### [Assigned task]
Please copy each line of the listing below in which the word "gray" appears.

┌──

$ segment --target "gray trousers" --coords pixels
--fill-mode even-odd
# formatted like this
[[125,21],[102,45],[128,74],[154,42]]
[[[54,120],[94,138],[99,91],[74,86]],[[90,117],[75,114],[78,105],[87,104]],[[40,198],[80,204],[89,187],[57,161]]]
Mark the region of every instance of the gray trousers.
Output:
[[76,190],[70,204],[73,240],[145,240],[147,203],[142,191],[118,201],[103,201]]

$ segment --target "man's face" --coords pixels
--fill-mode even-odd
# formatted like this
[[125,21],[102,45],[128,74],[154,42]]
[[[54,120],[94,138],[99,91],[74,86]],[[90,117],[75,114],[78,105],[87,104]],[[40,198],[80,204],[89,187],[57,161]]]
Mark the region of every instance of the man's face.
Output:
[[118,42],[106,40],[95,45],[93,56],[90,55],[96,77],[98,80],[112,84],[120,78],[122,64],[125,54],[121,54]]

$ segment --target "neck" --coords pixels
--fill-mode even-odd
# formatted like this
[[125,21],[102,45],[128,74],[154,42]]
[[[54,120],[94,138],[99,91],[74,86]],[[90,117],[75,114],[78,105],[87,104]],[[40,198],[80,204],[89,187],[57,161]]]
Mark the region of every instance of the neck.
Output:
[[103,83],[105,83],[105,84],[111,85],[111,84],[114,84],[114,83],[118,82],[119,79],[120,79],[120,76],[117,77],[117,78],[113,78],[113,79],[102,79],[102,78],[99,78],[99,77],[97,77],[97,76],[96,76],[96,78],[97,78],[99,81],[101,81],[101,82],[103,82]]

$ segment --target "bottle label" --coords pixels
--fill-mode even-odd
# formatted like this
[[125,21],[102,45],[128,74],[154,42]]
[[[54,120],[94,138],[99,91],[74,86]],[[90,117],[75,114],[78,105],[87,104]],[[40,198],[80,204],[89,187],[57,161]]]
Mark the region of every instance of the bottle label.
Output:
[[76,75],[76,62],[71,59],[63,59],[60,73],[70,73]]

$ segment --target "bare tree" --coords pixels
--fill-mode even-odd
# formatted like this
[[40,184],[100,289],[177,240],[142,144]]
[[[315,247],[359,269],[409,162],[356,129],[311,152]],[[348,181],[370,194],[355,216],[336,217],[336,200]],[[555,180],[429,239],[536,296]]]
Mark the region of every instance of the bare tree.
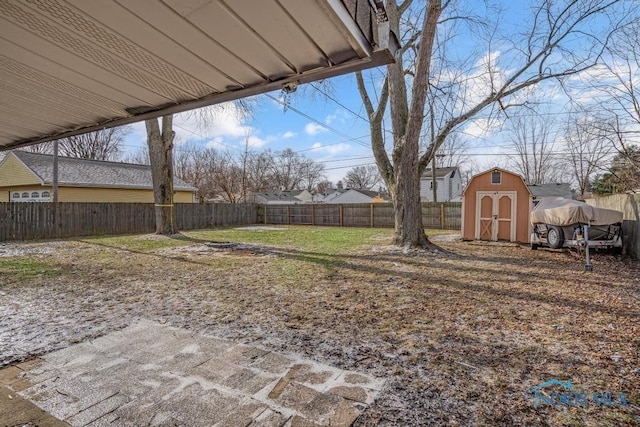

└──

### [Problem solution]
$ segment --target "gray trousers" --coords pixels
Mark the region of every instance of the gray trousers.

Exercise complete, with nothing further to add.